▸ **EXERCISE DIRECTIONS**
Extend the funeral services FAQ below, starting right after its final line.

▸ **SOURCE TEXT**
#####

What are the main types of cemeteries, and how do they differ?

Cemeteries are usually divided into two categories: traditional cemeteries and memorial parks. Typically, a traditional cemetery has both upright and flat monuments, usually made of stone.  Memorial parks are a newer type of cemetery in which monuments are placed level with the ground so that they blend in with the landscape. They often feature expansive lawns with a variety of trees and gardens.

There are a lot of differences in cemeteries. Some will have dedicated sections for particular communities such as Polish, Filipino, Orthodox, Buddhist or Muslim. Many offer private and/or community mausoleums and cremation niches which are all used for above ground interment.

An emerging trend in burials is the green, or natural, burial. This type of burial is being adopted as a method for protecting and restoring the natural environment.  With a green burial, the body is returned to nature in a biodegradable casket or shroud. 

Are special cremation containers and caskets available?

Yes, AUSIA Funerals offers a wide variety of special cremation containers, including caskets, to meet each family's needs.

A cremation casket is specially constructed from materials that are environmentally friendly. It appears very similar to a burial casket and may be used for a viewing and/or a funeral ceremony or gathering. As with all cremations, a special container or casket is cremated along with the deceased.

AUSIA Funerals can advise you on your choices.

Do cemeteries require burial vaults and/or grave boxes?

If you choose to have an earth burial, most but not all cemeteries require you to purchase a burial vault or a grave box (also called an outer burial container).  In most areas of Australia, state or local law does not require an outer burial container be purchased to surround the casket in a grave.  However, many cemeteries require one be purchased so that the ground will not sink.

What happens in the case of an autopsy?

It can be devastating to learn your deceased loved one will be required to have an autopsy performed. However, it is a legal requirement that the coroner makes all efforts to establish the actual cause of death. For medical reasons you may also be asked permission for the hospital to perform an autopsy.  In this case the choice is yours.  It is strongly suggested that before any decision is made the subject is discussed fully with your doctor and other family members. 

What are the symptoms of grief?

#####

[Stored data entries]

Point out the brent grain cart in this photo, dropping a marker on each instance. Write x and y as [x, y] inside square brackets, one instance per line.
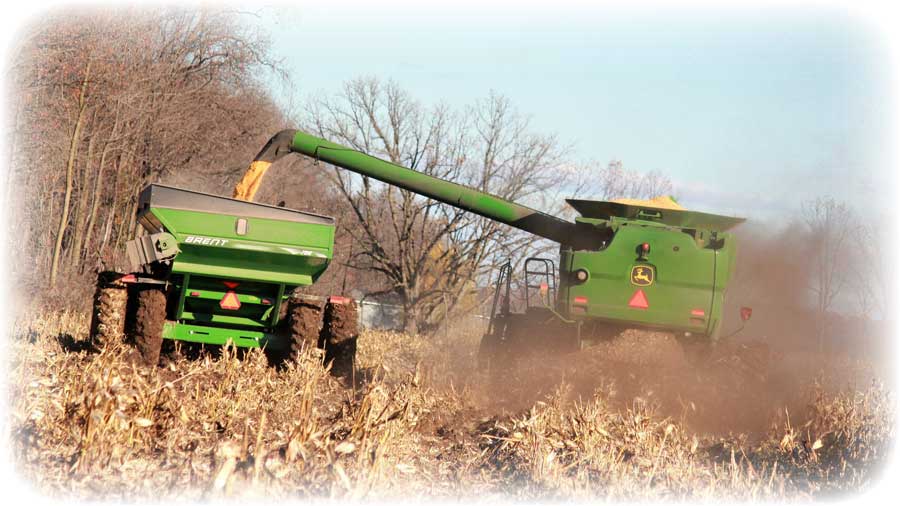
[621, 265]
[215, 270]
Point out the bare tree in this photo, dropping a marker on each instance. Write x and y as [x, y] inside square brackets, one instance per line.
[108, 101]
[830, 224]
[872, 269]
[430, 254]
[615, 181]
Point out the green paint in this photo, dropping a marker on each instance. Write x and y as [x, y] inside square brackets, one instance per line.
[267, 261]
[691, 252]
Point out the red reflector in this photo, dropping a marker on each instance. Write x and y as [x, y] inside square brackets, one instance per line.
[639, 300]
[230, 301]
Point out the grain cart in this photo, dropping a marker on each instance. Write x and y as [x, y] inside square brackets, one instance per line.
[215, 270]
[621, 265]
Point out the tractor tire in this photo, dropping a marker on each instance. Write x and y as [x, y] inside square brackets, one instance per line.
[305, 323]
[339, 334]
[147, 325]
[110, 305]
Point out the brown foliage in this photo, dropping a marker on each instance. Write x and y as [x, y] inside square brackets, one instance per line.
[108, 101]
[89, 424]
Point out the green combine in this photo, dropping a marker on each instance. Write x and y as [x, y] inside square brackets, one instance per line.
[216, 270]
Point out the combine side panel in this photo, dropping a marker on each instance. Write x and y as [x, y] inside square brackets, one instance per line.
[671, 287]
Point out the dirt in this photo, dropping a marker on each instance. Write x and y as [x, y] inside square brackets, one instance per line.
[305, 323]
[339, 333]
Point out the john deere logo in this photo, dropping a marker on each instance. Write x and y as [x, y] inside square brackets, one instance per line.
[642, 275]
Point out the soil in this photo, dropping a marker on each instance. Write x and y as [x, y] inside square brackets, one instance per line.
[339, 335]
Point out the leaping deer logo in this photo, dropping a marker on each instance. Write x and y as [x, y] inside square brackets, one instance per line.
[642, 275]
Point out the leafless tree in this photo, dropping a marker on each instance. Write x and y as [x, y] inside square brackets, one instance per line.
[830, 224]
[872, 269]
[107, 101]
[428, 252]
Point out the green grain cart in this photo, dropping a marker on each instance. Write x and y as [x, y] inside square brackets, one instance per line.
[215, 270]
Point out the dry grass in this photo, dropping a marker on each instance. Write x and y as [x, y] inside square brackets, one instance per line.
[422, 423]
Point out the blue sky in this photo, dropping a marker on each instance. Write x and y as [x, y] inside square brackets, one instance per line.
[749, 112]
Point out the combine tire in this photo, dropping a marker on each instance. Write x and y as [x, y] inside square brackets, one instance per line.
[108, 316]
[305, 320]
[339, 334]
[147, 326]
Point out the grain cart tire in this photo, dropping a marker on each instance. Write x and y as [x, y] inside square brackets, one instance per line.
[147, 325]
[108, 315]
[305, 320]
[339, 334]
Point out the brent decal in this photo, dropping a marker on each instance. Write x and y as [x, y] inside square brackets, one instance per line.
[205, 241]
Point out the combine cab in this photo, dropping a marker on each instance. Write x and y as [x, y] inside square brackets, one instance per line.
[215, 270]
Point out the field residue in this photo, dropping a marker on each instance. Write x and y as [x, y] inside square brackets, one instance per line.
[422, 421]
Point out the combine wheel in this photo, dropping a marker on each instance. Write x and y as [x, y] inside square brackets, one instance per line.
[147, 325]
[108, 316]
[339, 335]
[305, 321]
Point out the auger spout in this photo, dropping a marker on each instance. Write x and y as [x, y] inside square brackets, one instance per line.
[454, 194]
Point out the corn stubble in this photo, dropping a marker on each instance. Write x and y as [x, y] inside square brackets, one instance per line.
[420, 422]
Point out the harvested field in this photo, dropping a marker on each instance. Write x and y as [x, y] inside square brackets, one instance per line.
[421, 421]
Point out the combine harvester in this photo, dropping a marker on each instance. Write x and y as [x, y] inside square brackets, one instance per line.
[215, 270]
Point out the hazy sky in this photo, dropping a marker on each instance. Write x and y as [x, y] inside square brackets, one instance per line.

#####

▸ **EXPECTED ANSWER**
• A lack of energy and general fatigue • Headaches and upset stomach • Excessive sleeping or the drive to overwork or be excessively active • Memory lapses, distraction, and preoccupation • Irritability • Depression or feelings of euphoria • Extreme anger or a deep resignation to the situation • Feelings of being closer to their faith or feelings of anger and outrage at their faith.

How do I cope with grief?

Grief is not well understood by our society and it is not easy for people to deal with. The main way to manage grief is to let these feelings come and to give yourself time to change to your new circumstances.

You will change. Your routine will change. Your moods will change. In some ways life will never be the same, but at the same time you'll find strength, peace and hope you might not know you had inside you.

Everyone deals with grief differently. Even members of the same family will show grief in different ways, and can recover from grief at different times. Understanding that grief is a personal experience can help you to understand your own actions and emotions and those of others.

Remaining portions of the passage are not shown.